__Data__
——

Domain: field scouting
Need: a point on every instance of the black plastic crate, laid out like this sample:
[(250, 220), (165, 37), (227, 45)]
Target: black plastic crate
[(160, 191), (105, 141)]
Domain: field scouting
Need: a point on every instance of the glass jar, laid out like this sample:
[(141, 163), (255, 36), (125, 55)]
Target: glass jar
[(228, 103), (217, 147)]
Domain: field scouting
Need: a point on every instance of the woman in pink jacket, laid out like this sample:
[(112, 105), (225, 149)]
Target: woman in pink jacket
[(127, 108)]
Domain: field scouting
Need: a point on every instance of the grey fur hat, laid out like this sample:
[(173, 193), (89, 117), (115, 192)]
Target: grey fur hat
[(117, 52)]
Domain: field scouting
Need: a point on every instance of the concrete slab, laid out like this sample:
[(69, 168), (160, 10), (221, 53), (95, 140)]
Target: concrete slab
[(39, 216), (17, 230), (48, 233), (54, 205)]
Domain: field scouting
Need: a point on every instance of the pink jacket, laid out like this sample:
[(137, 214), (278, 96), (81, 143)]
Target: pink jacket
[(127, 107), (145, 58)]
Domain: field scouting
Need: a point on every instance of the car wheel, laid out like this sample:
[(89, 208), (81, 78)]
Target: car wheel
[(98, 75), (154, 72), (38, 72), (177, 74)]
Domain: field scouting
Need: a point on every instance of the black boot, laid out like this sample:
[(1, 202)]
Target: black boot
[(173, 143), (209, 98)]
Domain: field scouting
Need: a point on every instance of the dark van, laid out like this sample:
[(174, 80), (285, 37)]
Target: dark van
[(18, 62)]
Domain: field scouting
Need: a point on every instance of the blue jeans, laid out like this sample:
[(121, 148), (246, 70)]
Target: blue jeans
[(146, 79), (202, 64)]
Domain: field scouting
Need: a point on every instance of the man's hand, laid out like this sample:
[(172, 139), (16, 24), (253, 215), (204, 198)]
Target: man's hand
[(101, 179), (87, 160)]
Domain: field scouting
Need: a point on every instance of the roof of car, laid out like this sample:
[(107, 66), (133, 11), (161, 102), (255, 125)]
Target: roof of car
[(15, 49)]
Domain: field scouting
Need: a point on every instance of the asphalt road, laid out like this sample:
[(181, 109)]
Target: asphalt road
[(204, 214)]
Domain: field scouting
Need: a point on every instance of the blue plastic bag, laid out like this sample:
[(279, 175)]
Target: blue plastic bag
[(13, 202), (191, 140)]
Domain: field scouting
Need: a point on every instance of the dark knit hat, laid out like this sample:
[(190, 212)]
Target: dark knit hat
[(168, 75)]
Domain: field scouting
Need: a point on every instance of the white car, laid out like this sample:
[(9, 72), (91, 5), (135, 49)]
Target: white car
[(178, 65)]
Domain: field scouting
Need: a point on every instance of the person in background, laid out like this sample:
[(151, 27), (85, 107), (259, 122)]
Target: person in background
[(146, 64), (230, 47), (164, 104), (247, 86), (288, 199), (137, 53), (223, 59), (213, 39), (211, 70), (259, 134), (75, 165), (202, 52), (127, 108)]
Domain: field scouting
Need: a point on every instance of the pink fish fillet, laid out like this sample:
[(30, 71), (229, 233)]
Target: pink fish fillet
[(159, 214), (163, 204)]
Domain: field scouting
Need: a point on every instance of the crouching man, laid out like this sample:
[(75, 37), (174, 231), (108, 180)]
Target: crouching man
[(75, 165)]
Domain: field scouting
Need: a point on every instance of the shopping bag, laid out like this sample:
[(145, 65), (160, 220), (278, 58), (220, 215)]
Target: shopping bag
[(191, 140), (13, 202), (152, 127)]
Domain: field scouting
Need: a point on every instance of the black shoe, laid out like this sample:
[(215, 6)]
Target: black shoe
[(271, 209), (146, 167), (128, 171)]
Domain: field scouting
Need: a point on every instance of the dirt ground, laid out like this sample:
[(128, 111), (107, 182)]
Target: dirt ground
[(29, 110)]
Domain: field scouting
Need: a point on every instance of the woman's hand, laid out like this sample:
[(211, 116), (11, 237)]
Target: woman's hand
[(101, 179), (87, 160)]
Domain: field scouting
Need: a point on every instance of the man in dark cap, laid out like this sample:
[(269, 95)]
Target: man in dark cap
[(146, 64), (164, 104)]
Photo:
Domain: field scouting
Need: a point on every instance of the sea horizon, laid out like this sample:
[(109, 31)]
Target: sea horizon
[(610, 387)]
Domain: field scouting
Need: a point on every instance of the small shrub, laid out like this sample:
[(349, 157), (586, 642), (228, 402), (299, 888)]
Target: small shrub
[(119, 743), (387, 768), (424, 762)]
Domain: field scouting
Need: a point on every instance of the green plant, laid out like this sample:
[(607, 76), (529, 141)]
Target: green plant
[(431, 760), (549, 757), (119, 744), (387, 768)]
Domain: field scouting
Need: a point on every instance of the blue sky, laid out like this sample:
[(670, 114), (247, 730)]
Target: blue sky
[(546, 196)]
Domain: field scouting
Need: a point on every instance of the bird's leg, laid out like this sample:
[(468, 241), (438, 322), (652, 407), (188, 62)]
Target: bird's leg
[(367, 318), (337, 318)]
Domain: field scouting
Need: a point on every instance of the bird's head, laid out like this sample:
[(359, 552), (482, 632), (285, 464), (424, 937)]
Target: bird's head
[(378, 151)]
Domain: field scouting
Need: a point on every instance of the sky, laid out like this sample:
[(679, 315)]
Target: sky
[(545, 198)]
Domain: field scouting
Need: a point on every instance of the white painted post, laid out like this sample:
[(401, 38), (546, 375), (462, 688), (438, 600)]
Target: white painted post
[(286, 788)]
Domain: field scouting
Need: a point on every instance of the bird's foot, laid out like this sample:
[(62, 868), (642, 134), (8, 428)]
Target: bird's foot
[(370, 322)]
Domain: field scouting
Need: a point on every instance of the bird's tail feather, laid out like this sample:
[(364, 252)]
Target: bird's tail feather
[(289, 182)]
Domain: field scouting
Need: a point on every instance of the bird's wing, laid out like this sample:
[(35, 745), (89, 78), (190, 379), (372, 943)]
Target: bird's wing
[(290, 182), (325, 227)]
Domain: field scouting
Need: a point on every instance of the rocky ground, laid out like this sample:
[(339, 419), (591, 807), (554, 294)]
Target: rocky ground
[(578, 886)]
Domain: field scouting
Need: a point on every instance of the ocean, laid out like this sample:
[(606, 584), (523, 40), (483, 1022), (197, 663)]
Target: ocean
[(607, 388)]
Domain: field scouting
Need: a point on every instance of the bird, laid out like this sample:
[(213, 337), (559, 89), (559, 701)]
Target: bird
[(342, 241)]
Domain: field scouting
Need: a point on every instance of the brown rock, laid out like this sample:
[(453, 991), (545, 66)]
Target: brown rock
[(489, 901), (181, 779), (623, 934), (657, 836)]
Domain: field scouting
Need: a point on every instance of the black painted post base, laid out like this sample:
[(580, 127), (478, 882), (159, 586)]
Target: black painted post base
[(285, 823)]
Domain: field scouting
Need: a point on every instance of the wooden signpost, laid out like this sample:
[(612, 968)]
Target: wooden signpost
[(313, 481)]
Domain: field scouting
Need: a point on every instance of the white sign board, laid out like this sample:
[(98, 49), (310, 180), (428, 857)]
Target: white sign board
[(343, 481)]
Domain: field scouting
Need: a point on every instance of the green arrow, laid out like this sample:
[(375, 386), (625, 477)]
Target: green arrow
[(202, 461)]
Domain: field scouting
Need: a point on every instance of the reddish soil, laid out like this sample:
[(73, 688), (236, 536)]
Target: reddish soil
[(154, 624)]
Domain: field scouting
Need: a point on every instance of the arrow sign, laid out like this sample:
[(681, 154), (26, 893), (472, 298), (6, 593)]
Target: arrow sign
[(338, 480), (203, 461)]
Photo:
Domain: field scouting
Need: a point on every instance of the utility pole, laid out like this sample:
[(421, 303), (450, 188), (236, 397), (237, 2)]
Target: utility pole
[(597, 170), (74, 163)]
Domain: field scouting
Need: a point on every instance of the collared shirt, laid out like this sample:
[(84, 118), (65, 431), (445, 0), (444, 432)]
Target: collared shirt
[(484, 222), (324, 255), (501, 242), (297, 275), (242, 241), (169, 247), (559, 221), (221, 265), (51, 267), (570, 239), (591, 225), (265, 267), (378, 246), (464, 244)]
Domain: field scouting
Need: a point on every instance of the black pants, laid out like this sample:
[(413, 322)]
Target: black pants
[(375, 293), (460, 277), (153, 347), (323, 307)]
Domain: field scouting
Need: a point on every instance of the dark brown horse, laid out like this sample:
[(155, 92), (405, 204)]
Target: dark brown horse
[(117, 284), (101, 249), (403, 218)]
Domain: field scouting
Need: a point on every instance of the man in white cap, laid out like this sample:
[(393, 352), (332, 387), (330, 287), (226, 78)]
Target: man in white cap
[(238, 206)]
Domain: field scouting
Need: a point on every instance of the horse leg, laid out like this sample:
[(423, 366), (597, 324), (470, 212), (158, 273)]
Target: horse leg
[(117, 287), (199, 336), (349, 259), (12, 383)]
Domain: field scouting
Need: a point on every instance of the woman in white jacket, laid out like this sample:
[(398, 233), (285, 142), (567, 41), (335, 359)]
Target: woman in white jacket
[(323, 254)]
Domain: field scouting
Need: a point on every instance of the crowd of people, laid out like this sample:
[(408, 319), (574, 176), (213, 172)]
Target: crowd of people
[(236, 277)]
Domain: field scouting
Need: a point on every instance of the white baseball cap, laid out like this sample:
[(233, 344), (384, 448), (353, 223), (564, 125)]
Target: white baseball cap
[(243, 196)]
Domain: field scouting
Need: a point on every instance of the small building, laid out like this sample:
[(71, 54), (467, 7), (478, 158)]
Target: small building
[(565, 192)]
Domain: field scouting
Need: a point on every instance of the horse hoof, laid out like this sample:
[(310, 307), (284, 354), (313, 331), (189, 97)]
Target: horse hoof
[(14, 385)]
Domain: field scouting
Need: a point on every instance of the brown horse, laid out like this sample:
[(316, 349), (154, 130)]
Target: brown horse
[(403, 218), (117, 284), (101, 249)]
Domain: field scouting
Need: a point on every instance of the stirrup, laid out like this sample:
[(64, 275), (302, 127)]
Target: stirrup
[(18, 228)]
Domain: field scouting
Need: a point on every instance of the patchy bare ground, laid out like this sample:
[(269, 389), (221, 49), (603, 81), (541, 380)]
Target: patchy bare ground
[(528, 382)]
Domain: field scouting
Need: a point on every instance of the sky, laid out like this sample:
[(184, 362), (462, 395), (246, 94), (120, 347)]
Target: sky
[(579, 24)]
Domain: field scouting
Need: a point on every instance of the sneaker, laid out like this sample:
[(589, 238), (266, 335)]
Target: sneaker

——

__Instructions to follow__
Match on "sneaker" and report each line of the data above that has it.

__Your response__
Need: a point on every instance of the sneaker, laid out like this sample:
Target: sneaker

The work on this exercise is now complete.